**PROBLEM STATEMENT**
Copy out every one of the following lines without changing any character.

**DATA SUPPLIED**
=======

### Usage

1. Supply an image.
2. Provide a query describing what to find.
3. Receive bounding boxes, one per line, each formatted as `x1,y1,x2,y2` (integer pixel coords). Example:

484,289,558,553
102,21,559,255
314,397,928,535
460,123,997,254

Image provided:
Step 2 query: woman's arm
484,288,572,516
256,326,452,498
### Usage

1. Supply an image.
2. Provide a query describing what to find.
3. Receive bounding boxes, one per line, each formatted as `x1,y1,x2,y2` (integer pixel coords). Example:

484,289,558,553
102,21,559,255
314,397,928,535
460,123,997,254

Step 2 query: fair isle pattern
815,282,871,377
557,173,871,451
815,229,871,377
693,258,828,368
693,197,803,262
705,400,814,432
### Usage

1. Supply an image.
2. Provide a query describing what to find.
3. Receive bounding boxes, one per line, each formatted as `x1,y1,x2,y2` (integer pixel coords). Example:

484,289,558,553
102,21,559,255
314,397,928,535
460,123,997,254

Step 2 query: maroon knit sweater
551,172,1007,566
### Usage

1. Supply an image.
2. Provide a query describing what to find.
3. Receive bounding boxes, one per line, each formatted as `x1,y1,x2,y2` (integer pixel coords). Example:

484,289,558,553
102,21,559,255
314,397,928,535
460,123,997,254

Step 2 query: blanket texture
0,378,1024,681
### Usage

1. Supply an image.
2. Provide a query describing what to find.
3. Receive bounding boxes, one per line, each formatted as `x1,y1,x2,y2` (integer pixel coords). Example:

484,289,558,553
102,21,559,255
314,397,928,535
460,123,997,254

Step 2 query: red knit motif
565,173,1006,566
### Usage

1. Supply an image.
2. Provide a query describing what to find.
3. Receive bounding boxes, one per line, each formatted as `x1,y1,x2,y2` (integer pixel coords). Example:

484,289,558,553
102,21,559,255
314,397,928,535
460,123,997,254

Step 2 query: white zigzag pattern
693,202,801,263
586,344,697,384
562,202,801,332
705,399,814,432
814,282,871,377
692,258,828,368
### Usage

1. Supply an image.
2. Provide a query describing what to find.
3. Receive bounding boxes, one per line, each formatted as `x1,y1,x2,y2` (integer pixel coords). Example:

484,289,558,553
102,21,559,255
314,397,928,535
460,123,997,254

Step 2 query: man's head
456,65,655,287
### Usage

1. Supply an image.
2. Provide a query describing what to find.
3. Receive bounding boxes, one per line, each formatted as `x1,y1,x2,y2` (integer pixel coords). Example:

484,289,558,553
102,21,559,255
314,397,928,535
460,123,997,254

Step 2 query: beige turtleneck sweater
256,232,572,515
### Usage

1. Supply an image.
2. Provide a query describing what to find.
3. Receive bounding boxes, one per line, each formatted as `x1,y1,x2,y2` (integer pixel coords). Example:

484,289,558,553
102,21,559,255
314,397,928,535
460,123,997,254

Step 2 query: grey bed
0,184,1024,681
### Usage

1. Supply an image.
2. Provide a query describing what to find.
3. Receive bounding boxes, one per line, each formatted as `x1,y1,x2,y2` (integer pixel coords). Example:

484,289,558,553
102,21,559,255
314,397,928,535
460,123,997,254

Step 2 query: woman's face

=======

**TASK SOLUTION**
### Usage

1. Supply an image.
2. Provide a query describing what to find.
3. Receive bounding boxes, one per line, each formatted as `x1,y1,x2,y2` (integer pixel coords). Example:

484,289,558,553
102,21,559,255
314,397,928,535
460,123,997,254

Image provided:
Step 2 query: woman's arm
484,288,572,516
256,326,452,498
### Usage

1. Supply an image.
2. Provide a query describing what to find.
3. Receive bounding boxes, one per line, each formatted as `x1,y1,x2,y2` (integer pixel coords). Example:

484,289,558,553
102,21,559,255
314,397,928,535
460,123,997,254

Step 2 query: fair isle pattern
815,282,871,377
557,173,871,451
815,229,871,377
693,258,828,368
693,197,803,262
705,400,814,432
### Usage

1. Supply an image.
2. Provide a query describing what to find.
3. Receive bounding boxes, one per line, each formatted as `x1,y1,x2,y2` (integer pixel coords). Example:

484,289,558,553
102,21,559,255
314,397,928,535
460,123,997,254

Step 2 query: maroon knit sweater
551,172,1007,566
### Usage

1. Supply an image.
2. Provide a query describing what to find.
3. Receive bounding boxes, one per line, each formatted as `x1,y1,x2,y2` (integer pixel coords). Example:

484,289,558,553
102,21,559,255
314,397,928,535
460,123,997,254

Step 2 query: blanket texture
0,378,1024,681
### Usage

1. Supply an image.
2. Provide a query describing what to find.
3. Receive bounding boxes, one per line, each formatted as `x1,y1,x2,y2` (integer pixel coords). Example:

484,289,558,553
102,21,559,255
314,397,928,535
460,123,997,254

Step 2 query: red knit motif
565,173,1006,566
### Usage

1. Supply an image.
2. Provide a query describing what to find.
3. Receive bounding boxes, one per line, each formatted as `x1,y1,x2,y2` (integer pixel coords). Example:

484,289,558,553
102,21,559,255
314,397,928,535
460,123,997,254

Step 2 query: white zigzag pattern
693,202,801,263
586,344,697,384
562,202,801,332
705,399,814,432
814,282,871,377
692,258,828,368
### Usage

1. Supply an image.
2. Provide a query describing what to find.
3. Receive bounding boxes, one per line, each formatted as `x1,y1,x2,y2` (integer pixel coords). Example:

484,289,558,553
102,21,559,255
314,397,928,535
460,123,997,254

Step 2 query: man's head
456,65,655,287
### Usage

1. Supply an image.
2. Provide a query describing what to find.
3. Receive bounding boxes, one per line, each formatted as `x1,y1,x2,y2` (integer pixel coords). Example:

484,289,558,553
102,21,559,255
314,397,928,535
460,123,997,254

Step 2 query: beige turtleneck sweater
256,232,572,515
### Usage

1. Supply an image.
2. Provide a query describing what to find.
3. Receive bounding boxes, one per line, each formatted as `x1,y1,x2,y2` (integer pixel coords). Example:

484,289,558,553
102,21,559,255
314,397,928,535
460,123,997,254

Step 2 query: grey bed
0,184,1024,681
### Usage

1. Supply an image.
2. Provide a query describing what to find.
3. Receive bounding boxes, one per line, each formatted as `x1,y1,x2,y2` (integer pixel coords). Example:

484,289,558,553
102,21,559,255
314,397,928,535
460,123,997,254

Step 2 query: woman's face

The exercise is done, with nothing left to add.